> **THE EXERCISE**
Extract each line of the entries below and reproduce it word for word, with no changes.

Coordinate labeling data:

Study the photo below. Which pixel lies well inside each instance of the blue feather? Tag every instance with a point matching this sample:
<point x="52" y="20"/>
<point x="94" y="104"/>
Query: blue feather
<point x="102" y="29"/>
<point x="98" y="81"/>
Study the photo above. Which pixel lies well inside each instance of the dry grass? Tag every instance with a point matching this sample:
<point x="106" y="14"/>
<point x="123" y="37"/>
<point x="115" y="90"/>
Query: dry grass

> **EXERCISE RESPONSE**
Study the photo below. Which pixel lies well inside each instance of the blue feather? Tag every instance with a point matching this sample:
<point x="52" y="20"/>
<point x="94" y="104"/>
Query: blue feather
<point x="102" y="29"/>
<point x="98" y="81"/>
Study the photo above. Which pixel lies well inside each instance of the dry grass? Tag every instance with a point matching this sample:
<point x="106" y="14"/>
<point x="123" y="37"/>
<point x="115" y="90"/>
Query: dry grass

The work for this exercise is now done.